Required action: Could each entry below be printed again exactly as given?

Data for analysis:
'''
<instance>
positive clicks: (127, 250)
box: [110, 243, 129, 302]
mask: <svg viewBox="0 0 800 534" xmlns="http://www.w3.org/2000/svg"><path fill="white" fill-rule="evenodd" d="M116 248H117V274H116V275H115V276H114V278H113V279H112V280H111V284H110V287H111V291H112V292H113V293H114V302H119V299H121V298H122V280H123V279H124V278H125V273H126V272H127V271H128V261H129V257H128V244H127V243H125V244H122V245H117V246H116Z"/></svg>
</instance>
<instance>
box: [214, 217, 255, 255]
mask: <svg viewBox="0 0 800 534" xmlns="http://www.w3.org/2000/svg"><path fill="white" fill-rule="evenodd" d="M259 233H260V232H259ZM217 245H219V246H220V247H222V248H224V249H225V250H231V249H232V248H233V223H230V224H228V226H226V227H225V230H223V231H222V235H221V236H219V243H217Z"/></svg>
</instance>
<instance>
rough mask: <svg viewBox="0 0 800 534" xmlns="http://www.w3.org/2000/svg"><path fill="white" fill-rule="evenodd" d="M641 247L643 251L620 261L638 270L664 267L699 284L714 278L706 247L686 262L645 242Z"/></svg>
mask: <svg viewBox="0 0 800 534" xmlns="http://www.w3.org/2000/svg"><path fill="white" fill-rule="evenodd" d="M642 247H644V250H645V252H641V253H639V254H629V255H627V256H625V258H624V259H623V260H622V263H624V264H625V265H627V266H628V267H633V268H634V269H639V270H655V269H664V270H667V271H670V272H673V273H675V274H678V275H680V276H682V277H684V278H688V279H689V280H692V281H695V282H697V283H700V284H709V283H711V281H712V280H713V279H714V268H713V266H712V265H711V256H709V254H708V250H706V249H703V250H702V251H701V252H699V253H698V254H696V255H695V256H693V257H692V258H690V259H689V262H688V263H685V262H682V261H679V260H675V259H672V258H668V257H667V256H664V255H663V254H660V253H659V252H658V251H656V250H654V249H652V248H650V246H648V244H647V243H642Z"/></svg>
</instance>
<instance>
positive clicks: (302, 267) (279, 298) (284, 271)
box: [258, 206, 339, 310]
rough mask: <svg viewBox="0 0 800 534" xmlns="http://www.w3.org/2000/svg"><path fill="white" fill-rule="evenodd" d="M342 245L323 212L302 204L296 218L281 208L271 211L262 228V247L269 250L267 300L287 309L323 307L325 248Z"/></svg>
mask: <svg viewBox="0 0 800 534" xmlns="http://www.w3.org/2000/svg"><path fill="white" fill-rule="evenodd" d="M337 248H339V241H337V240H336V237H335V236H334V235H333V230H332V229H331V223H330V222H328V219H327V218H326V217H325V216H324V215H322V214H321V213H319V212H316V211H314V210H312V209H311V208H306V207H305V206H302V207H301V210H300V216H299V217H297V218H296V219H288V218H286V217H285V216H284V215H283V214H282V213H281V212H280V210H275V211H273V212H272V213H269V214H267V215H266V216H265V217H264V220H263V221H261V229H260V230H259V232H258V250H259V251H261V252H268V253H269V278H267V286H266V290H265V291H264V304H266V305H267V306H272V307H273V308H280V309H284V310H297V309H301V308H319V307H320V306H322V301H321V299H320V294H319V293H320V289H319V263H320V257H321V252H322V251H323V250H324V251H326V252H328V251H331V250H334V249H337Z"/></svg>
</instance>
'''
Solved exercise:
<instance>
positive clicks: (127, 250)
box: [110, 243, 129, 302]
mask: <svg viewBox="0 0 800 534" xmlns="http://www.w3.org/2000/svg"><path fill="white" fill-rule="evenodd" d="M116 248H117V274H116V275H115V276H114V278H113V279H112V280H111V284H110V287H111V291H112V292H113V293H114V302H119V299H121V298H122V280H123V279H124V278H125V273H126V272H127V271H128V261H129V257H128V244H127V243H125V244H122V245H117V246H116Z"/></svg>
</instance>
<instance>
box: [214, 217, 255, 255]
mask: <svg viewBox="0 0 800 534" xmlns="http://www.w3.org/2000/svg"><path fill="white" fill-rule="evenodd" d="M259 233H260V232H259ZM217 245H219V246H220V247H222V248H224V249H225V250H231V249H232V248H233V223H230V224H228V226H226V227H225V230H223V231H222V235H221V236H219V243H217Z"/></svg>
</instance>
<instance>
rough mask: <svg viewBox="0 0 800 534" xmlns="http://www.w3.org/2000/svg"><path fill="white" fill-rule="evenodd" d="M641 247L643 251L620 261L638 270L664 267L699 284L714 278L706 247L686 262L645 242Z"/></svg>
mask: <svg viewBox="0 0 800 534" xmlns="http://www.w3.org/2000/svg"><path fill="white" fill-rule="evenodd" d="M642 247H644V250H645V252H641V253H639V254H629V255H627V256H625V258H624V259H623V260H622V263H624V264H625V265H627V266H628V267H633V268H634V269H639V270H655V269H664V270H667V271H670V272H673V273H675V274H678V275H680V276H682V277H684V278H688V279H689V280H692V281H695V282H697V283H700V284H709V283H711V281H712V280H713V279H714V268H713V266H712V265H711V256H709V254H708V250H706V249H703V250H702V251H701V252H699V253H698V254H696V255H695V256H693V257H692V258H690V259H689V262H688V263H685V262H682V261H679V260H675V259H672V258H668V257H667V256H664V255H663V254H660V253H659V252H658V251H656V250H654V249H652V248H650V246H648V244H647V243H642Z"/></svg>
</instance>
<instance>
positive clicks: (302, 267) (279, 298) (284, 271)
box: [258, 206, 339, 310]
rough mask: <svg viewBox="0 0 800 534" xmlns="http://www.w3.org/2000/svg"><path fill="white" fill-rule="evenodd" d="M342 245L323 212L302 204L296 218L281 208L271 211L262 228V247L269 250L267 300L287 309L323 307L325 248Z"/></svg>
mask: <svg viewBox="0 0 800 534" xmlns="http://www.w3.org/2000/svg"><path fill="white" fill-rule="evenodd" d="M337 248H339V241H337V240H336V237H335V236H334V235H333V230H332V229H331V223H330V222H328V219H327V218H326V217H325V216H324V215H322V214H321V213H319V212H316V211H314V210H312V209H311V208H306V207H305V206H302V207H301V210H300V216H299V217H297V218H296V219H288V218H286V217H285V216H284V215H283V214H282V213H281V212H280V210H275V211H273V212H272V213H269V214H267V215H266V216H265V217H264V220H263V221H261V229H260V230H259V232H258V250H259V251H261V252H268V253H269V278H267V286H266V290H265V291H264V304H266V305H267V306H272V307H273V308H280V309H284V310H297V309H301V308H319V307H320V306H322V301H321V299H320V294H319V293H320V289H319V263H320V257H321V252H322V251H323V250H324V251H326V252H328V251H331V250H334V249H337Z"/></svg>
</instance>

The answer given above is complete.